### Work to complete
Rescale the entries from the line containing "Locate every instance of the player's head" through the line containing "point(44, 5)", both ends included, and give them again with their requests: multiply every answer coordinate by 0.8, rounding to whole numbers with halves up, while leaving the requests and their format samples as they are.
┄┄┄┄┄┄┄┄┄┄┄┄┄┄┄┄┄┄┄┄
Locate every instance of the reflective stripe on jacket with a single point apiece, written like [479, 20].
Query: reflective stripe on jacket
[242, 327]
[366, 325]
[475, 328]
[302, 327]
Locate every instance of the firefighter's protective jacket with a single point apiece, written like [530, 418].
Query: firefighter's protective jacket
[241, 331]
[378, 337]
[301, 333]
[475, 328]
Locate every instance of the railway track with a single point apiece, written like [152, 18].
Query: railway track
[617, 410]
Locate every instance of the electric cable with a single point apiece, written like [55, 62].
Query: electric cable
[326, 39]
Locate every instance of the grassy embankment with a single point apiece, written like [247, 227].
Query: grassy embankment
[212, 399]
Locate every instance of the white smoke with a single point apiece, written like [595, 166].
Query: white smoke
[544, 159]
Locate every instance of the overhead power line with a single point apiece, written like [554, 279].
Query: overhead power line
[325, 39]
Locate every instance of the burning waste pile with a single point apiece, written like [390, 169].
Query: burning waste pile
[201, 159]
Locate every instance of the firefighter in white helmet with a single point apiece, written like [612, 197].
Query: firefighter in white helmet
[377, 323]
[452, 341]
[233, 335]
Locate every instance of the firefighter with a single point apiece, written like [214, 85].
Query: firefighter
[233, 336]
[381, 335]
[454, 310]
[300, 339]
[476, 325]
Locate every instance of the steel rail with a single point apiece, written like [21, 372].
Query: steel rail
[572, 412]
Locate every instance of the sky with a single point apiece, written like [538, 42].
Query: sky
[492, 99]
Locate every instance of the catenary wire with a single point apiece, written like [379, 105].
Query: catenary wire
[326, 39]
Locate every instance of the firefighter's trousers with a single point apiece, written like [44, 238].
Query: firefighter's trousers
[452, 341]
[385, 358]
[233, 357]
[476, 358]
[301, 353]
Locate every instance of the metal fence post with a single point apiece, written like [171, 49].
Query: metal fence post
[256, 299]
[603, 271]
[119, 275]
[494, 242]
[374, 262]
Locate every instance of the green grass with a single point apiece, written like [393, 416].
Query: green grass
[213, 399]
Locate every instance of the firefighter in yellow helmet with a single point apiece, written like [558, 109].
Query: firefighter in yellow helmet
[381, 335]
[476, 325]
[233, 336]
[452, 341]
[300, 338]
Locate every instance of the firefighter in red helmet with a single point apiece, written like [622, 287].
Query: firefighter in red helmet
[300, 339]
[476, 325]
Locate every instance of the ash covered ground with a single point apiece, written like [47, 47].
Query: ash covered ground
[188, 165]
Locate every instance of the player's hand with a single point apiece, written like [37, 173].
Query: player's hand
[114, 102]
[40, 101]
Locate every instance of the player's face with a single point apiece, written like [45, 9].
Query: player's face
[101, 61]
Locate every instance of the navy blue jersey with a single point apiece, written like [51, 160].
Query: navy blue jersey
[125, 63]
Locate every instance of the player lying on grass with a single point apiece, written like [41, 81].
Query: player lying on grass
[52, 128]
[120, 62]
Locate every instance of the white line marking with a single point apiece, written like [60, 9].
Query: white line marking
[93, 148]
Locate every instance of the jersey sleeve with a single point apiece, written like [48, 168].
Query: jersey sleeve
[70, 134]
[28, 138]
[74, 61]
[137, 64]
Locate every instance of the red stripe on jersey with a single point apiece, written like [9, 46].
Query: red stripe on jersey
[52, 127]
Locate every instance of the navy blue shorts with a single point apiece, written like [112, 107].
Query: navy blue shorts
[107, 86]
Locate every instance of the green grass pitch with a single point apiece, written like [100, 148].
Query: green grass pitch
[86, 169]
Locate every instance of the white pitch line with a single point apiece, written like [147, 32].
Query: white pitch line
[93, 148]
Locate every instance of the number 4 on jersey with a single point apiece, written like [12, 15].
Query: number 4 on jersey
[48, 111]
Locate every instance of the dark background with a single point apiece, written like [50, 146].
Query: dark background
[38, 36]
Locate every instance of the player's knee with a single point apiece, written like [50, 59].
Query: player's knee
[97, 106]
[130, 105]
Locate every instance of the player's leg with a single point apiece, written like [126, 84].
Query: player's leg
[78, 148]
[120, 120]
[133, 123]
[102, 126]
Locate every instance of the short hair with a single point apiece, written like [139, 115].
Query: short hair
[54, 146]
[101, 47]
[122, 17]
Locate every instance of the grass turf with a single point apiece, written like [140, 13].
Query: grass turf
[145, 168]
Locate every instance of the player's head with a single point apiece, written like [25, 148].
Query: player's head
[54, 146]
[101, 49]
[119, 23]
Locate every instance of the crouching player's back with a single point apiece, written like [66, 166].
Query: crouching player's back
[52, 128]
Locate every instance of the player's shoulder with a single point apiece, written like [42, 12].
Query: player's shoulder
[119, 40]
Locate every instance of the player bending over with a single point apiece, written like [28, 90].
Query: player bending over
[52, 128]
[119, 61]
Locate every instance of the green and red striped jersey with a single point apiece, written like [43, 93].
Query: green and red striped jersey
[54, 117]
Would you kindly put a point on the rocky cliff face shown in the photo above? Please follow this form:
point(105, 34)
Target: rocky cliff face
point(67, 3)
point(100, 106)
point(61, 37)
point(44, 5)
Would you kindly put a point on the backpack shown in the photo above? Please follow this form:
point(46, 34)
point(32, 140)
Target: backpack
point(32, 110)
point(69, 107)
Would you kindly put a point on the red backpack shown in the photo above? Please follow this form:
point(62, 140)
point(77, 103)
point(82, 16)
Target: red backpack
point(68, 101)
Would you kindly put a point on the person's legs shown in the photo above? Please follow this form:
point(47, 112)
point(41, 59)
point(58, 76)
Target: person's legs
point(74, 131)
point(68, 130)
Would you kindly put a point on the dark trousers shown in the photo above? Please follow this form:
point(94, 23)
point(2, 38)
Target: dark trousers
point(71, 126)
┄┄┄┄┄┄┄┄┄┄┄┄┄┄┄┄┄┄┄┄
### Task output
Locate every instance of the player's head with a single point apiece, written like [25, 148].
Query: player's head
[43, 117]
[81, 39]
[95, 18]
Locate every instance of the crouching player's back with a single point apiece, written like [66, 166].
Query: crouching player's back
[42, 102]
Locate every instance of the player's shoulder with a single point apiece, written like [42, 12].
Query: player's shoulder
[95, 32]
Locate every instance of the player bending over with a single point apiece, written like [28, 90].
Query: player bending over
[42, 102]
[95, 49]
Locate every instance of the green and red striped jersey with a single point apiece, written like [43, 93].
Query: green and red striped jersey
[43, 94]
Would you kindly put a point on the rocky cliff face shown in the photo above? Please follow this form:
point(105, 34)
Target: rocky cliff face
point(54, 2)
point(80, 85)
point(49, 30)
point(35, 4)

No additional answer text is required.